(Dataset items)
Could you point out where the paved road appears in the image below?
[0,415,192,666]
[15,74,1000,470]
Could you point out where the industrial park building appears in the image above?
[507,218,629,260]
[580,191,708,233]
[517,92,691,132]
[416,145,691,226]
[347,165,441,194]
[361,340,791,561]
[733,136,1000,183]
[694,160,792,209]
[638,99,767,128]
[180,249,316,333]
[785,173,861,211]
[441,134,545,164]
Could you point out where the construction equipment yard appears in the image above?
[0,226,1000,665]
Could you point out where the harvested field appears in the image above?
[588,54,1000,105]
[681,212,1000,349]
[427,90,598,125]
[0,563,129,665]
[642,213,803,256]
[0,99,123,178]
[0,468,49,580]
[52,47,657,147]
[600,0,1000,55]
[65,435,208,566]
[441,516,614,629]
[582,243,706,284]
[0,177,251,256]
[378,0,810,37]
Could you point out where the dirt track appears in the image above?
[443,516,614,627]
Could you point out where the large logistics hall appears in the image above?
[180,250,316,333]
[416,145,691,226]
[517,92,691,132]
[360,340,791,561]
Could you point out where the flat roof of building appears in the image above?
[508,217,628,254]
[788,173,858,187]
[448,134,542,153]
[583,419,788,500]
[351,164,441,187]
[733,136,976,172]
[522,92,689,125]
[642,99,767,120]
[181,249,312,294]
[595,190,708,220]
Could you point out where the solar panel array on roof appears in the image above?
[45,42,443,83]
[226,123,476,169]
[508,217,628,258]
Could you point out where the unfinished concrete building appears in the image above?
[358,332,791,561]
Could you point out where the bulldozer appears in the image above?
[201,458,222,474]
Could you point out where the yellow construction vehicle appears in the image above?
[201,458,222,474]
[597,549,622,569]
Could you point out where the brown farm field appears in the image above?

**Work instructions**
Reproduce every row above word for word, keeping each one on its own line and in its original order.

**Exercise result**
Could you point out where the paved road appears in the image below?
[0,415,192,666]
[15,74,1000,470]
Could you point out where the industrial park building appears in the image above?
[507,218,629,260]
[580,191,708,233]
[517,92,691,132]
[416,145,691,226]
[347,165,441,194]
[361,340,791,561]
[733,136,1000,183]
[694,160,792,209]
[638,99,767,128]
[180,249,316,333]
[785,173,861,211]
[441,134,545,164]
Could you point out where the construction equipment yard appears in the image above?
[0,226,1000,665]
Could you point out where the harvested field appears in the image above?
[588,54,1000,105]
[681,212,1000,349]
[427,90,598,125]
[0,563,129,665]
[642,213,803,256]
[0,99,123,178]
[0,468,49,580]
[52,47,657,147]
[600,0,1000,55]
[65,435,208,566]
[441,516,614,629]
[582,243,706,284]
[0,177,251,256]
[378,0,810,37]
Could you point out where the dirt track appears in the image above?
[443,516,614,627]
Could you point out where the large logistics hall appears in the image above?
[180,250,316,333]
[416,145,691,226]
[517,92,691,132]
[360,340,791,561]
Could you point out where the flat roof of building appears in the image above?
[508,217,628,254]
[788,173,858,187]
[448,134,542,153]
[583,419,788,500]
[351,164,441,187]
[733,136,976,172]
[522,92,689,125]
[642,99,767,120]
[181,249,312,294]
[595,190,708,220]
Could you point out where the solar panel array on roof appears in the image above?
[45,42,443,83]
[226,123,476,169]
[508,217,628,258]
Could you point out where the unfinished concrete building appears in the image above?
[358,332,791,561]
Could you point out where the bulldozer appears in the image above?
[201,458,222,474]
Could you point out where the yellow construction vehicle appears in the image above?
[201,458,222,474]
[597,549,622,569]
Could you point out where the brown farm field appears in the image above?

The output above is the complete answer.